<<<<
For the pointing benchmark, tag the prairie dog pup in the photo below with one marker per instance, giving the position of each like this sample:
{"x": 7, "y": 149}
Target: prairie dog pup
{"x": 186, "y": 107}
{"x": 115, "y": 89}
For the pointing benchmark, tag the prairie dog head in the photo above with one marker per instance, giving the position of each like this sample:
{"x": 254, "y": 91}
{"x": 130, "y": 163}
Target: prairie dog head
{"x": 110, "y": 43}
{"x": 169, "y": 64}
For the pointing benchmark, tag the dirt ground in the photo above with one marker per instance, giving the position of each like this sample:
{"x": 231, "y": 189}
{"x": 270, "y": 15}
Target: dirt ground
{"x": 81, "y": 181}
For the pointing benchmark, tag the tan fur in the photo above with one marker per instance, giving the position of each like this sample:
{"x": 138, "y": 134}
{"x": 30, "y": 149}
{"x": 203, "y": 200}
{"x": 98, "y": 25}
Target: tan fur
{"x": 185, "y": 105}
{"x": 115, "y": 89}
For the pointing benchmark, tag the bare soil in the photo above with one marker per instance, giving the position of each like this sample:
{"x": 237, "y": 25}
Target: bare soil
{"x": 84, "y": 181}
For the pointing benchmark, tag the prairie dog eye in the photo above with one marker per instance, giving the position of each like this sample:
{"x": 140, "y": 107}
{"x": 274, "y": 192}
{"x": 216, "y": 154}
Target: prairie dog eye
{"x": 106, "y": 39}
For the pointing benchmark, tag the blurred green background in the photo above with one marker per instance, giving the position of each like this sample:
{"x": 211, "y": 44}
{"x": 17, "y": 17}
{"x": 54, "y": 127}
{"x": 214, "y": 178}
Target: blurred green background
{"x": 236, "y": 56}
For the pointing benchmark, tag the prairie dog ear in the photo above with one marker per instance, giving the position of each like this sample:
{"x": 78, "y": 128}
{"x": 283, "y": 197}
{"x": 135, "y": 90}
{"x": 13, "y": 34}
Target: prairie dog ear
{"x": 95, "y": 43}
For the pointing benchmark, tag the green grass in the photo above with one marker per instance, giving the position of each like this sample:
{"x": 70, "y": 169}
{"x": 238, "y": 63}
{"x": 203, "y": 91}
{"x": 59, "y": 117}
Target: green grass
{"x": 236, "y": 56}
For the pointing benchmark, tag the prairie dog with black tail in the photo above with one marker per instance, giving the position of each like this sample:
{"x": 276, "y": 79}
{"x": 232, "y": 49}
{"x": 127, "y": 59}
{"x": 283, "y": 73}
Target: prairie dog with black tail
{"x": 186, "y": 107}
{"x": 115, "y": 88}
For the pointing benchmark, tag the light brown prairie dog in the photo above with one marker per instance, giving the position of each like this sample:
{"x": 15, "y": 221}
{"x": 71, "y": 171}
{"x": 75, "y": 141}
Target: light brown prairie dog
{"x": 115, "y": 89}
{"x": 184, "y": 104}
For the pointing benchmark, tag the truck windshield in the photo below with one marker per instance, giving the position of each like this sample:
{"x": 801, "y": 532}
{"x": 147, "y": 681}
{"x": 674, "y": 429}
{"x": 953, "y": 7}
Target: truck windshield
>>>>
Your task is to output all of the data above word for word.

For the pointing benchmark, tag the prairie dog pup in the photo below with one marker per instance, giving the position of each like this sample:
{"x": 7, "y": 149}
Target: prairie dog pup
{"x": 186, "y": 107}
{"x": 115, "y": 89}
For the pointing benchmark, tag the prairie dog head in the photo above with one marker per instance, giving the position of each like this sample:
{"x": 254, "y": 91}
{"x": 130, "y": 163}
Target: prairie dog head
{"x": 110, "y": 43}
{"x": 169, "y": 64}
For the pointing benchmark, tag the dirt ground in the photo above with one marker per instance, giving the position of each like this sample:
{"x": 231, "y": 189}
{"x": 270, "y": 15}
Target: dirt ground
{"x": 81, "y": 181}
For the pointing benchmark, tag the tan fur in the photo above with one marker per instance, giving the position of each like this sample:
{"x": 138, "y": 134}
{"x": 30, "y": 149}
{"x": 203, "y": 200}
{"x": 98, "y": 25}
Target: tan fur
{"x": 185, "y": 105}
{"x": 115, "y": 89}
For the pointing benchmark, tag the bare soil in the photo above with one marker per instance, giving the position of each like this sample:
{"x": 237, "y": 25}
Target: bare soil
{"x": 84, "y": 181}
For the pointing benchmark, tag the prairie dog eye in the photo above with one marker per instance, giving the position of each like this sample:
{"x": 140, "y": 107}
{"x": 274, "y": 192}
{"x": 216, "y": 154}
Target: prairie dog eye
{"x": 106, "y": 39}
For the pointing benchmark, tag the blurred green background in the photo above with one marker per instance, giving the position of each like this sample:
{"x": 211, "y": 44}
{"x": 17, "y": 17}
{"x": 54, "y": 127}
{"x": 214, "y": 178}
Target: blurred green background
{"x": 236, "y": 56}
For the pointing benchmark, tag the prairie dog ear in the photo above with one marker per instance, giving the position of each like this sample:
{"x": 78, "y": 128}
{"x": 283, "y": 197}
{"x": 135, "y": 90}
{"x": 13, "y": 34}
Target: prairie dog ear
{"x": 95, "y": 43}
For the pointing benchmark, tag the green grass in the photo above with one marker per instance, giving the position of each like this sample:
{"x": 70, "y": 169}
{"x": 238, "y": 63}
{"x": 203, "y": 91}
{"x": 59, "y": 117}
Target: green grass
{"x": 236, "y": 56}
For the pointing benchmark, tag the prairie dog with black tail in the photo above with one marker per instance, giving the position of each like this sample:
{"x": 276, "y": 79}
{"x": 232, "y": 49}
{"x": 127, "y": 59}
{"x": 283, "y": 73}
Target: prairie dog with black tail
{"x": 186, "y": 107}
{"x": 115, "y": 88}
For the pointing benchmark, tag the light brown prairie dog in the photo above with one marker per instance, giving the position of each like this sample:
{"x": 15, "y": 221}
{"x": 71, "y": 171}
{"x": 75, "y": 141}
Target: light brown prairie dog
{"x": 115, "y": 89}
{"x": 184, "y": 104}
For the pointing benchmark, tag the truck windshield in the photo below with one marker per instance, giving the position of each like this sample:
{"x": 801, "y": 532}
{"x": 147, "y": 681}
{"x": 674, "y": 429}
{"x": 953, "y": 7}
Target: truck windshield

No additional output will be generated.